* Texto dado *
★ ★ ★ ★ ★
Originalmente dije que una farola de barrio, de color verde guisante, era mejor que la falta de luz o a la falta de vida, y que si era una farola solitaria, podíamos ver mejor su luz contra el fondo oscuro. Sin embargo, al decadente de mi época juvenil, le angustiaba tanto ese hecho que querría colgarse de la farola, apagar su luz y dejar que todo se sumiera en la oscuridad original. El millonario moderno se me acerca corriendo por la calle para decirme que es un optimista y que tiene dos millones y medio de farolas nuevas, todas pintadas, ya no de aquel verde guisante victoriano, sino de un futurista cromo amarillo y azul eléctrico, y que piensa plantarlas por todo el mundo en tales cantidades que nadie se dará cuenta de su existencia, especialmente, porque todas serán exactamente iguales.
Yo no veo qué tiene el optimista para sentirse optimista. Una farola puede ser significativa aunque sea fea, pero él no hace que la farola sea significativa, sino que la convierte en algo insignificante.
★ ★ ★ ★ ★
* Lo que se pide *
[1] Por favor, responde estas preguntas según el fragmento sobre la farola:
(a) ¿De qué color era la farola de barrio de la que se habló originalmente?
(b) ¿Cuántas farolas nuevas dice tener el millonario moderno?
(c) ¿Qué querría hacer con la farola el decadente de la época juvenil?
[2] Enumera los colores con que, según el fragmento sobre la farola, están o estarán pintadas las farolas.
[3] Retoma el fragmento sobre la farola desde su última oración y continúalo.

[Entradas para localizar objetos nombrados]
★ ★ ★ ★ ★
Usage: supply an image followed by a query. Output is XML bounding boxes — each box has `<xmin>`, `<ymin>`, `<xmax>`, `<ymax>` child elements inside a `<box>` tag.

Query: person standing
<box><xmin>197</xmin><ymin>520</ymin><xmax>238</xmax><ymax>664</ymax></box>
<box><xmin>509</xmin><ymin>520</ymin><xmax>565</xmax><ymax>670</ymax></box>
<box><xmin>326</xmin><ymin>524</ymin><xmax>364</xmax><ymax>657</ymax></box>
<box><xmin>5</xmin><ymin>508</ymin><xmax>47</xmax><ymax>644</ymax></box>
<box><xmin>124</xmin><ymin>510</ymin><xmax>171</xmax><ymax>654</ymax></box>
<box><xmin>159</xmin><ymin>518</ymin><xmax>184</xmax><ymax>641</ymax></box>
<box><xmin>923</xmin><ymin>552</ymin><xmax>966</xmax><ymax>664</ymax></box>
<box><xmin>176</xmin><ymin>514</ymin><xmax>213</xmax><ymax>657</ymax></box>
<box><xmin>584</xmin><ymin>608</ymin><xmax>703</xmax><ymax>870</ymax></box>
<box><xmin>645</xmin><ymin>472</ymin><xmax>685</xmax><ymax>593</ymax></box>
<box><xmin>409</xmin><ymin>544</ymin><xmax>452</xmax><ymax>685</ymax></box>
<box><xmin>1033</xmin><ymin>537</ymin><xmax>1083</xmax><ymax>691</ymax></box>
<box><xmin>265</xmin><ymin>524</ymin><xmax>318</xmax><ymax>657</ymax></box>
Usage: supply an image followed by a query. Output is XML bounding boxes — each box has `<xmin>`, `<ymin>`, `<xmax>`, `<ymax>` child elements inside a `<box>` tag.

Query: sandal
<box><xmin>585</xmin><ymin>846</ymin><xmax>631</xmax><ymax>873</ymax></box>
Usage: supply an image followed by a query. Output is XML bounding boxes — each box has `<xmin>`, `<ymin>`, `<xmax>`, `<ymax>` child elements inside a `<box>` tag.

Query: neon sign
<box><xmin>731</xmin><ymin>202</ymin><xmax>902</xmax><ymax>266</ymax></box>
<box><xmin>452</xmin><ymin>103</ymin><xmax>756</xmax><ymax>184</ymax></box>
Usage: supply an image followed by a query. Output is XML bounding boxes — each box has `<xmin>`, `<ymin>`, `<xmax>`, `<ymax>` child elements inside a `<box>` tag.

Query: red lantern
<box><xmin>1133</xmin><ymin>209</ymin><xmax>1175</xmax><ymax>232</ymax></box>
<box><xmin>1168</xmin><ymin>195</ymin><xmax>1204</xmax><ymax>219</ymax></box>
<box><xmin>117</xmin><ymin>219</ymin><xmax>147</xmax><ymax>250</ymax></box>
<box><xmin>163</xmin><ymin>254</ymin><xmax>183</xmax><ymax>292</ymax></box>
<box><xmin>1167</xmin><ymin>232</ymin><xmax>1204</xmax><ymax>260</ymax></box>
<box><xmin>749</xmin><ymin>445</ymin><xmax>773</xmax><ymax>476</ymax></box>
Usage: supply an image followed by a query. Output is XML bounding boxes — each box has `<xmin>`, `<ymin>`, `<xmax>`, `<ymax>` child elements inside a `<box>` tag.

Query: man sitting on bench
★ ★ ★ ★ ★
* Respuestas *
[1]
(a) De color verde guisante.
(b) Dos millones y medio.
(c) Colgarse de ella, apagar su luz y dejar que todo se sumiera en la oscuridad original.

[2] Verde guisante, cromo amarillo y azul eléctrico.

[3]
En resumen, me parece que poco importa si un hombre está descontento en nombre del pesimismo o del progreso, si su descontento paraliza su capacidad para apreciar lo que tiene. Lo realmente difícil para el hombre no es disfrutar de las farolas o los paisajes, ni disfrutar del diente de león o de las chuletas, sino disfrutar del placer. Mantener la capacidad de degustar realmente lo que le gusta: ése es el problema práctico que el filósofo tiene que resolver.
Y me parecía al principio, como me parece al final, que los pesimistas y los optimistas del mundo moderno han confundido y enturbiado este asunto, por haber dejado a un lado el antiguo concepto de humildad y agradecimiento por lo inmerecido. Este asunto es mucho más importante que mis opiniones, pero, de hecho, fue al seguir ese tenue hilo de fantasía sobre la gratitud –tan sutil como esos abuelos de diente de león que se soplan al hilo de la brisa como vilanos de cardo- como llegué finalmente a tener una opinión que es más que una opinión. Tal vez sea la única opinión que es realmente más que una opinión.

Este secreto de aséptica sencillez era verdaderamente un secreto. No era evidente, y desde luego, en aquella época no era en absoluto evidente.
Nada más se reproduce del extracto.